Is Customer Service dead?

Is it just me or have you also been experiencing this problem lately?

I’ve recently had a number of really unbelievably bad customer service incidents. One was with a wireless carrier — should I be surprised?? — and another, a real doozy that I’ll detail in the near future on this blog, with an online retailer. A third one happened at a restaurant during a recent trip.

The restaurant incident was small next to the other two but strange in it’s own way. I went for an early dinner at a Pakistani restaurant in the Bay Area. There were only a few customers in the restaurant at the time, and only two of us who had placed orders for food. The others were already eating.

The waiter brought out some food and gave it to the other customer. I looked over and thought, wow, what a coincidence. It looked like he had ordered virtually the same dishes I had. The customer started eating his meal and I didn’t pay much attention to him beyond that.

_The request_: Retype the part of the customer service post starting with "Is Customer Service dead?" and going on through "were already eating.".

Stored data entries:
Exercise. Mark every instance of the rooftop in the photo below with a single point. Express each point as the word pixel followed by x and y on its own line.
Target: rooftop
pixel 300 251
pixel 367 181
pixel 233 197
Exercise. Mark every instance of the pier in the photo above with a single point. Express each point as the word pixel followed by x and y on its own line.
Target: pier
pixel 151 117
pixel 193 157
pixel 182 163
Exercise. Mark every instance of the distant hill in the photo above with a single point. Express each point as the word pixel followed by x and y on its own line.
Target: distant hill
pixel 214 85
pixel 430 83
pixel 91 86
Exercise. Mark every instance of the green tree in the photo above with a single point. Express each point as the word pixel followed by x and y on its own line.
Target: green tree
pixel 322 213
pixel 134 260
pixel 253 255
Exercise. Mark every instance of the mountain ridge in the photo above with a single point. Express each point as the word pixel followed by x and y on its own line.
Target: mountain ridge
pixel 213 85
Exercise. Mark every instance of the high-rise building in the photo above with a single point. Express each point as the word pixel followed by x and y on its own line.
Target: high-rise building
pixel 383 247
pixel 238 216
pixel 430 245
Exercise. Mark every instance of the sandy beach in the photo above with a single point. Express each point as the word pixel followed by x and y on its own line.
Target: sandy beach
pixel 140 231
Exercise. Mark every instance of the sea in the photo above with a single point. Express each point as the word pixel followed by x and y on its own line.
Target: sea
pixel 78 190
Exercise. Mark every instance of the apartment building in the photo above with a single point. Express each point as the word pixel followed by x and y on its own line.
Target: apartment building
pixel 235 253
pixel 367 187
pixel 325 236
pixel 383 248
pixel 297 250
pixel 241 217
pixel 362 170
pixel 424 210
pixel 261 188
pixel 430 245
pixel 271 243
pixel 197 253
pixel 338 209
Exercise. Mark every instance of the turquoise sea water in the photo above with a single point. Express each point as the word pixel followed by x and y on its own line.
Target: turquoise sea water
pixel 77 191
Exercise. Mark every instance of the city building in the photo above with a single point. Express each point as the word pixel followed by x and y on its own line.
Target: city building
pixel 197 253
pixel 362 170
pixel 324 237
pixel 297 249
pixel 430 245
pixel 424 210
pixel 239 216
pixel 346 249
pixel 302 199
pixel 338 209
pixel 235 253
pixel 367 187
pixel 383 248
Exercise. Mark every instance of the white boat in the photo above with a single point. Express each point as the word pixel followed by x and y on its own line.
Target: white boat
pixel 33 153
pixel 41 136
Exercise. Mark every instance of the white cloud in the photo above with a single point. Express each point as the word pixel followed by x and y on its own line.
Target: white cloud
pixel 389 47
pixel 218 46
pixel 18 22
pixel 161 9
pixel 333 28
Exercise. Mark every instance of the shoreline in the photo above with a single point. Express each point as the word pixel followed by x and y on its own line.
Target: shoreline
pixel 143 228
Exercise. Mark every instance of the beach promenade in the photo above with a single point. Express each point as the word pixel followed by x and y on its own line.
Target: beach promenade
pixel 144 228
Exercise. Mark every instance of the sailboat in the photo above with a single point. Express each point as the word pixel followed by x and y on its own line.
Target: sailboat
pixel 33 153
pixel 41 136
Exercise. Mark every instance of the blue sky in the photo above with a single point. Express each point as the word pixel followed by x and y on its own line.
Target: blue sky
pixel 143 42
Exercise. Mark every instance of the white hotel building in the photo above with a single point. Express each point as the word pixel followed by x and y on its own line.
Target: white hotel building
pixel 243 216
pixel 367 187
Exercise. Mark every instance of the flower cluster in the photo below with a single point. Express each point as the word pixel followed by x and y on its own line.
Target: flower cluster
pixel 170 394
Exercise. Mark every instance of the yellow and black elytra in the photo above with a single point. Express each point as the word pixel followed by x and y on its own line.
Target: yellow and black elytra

_Solved exercise_:
Is Customer Service dead?

Is it just me or have you also been experiencing this problem lately?

I’ve recently had a number of really unbelievably bad customer service incidents. One was with a wireless carrier — should I be surprised?? — and another, a real doozy that I’ll detail in the near future on this blog, with an online retailer. A third one happened at a restaurant during a recent trip.

The restaurant incident was small next to the other two but strange in it’s own way. I went for an early dinner at a Pakistani restaurant in the Bay Area. There were only a few customers in the restaurant at the time, and only two of us who had placed orders for food. The others were already eating.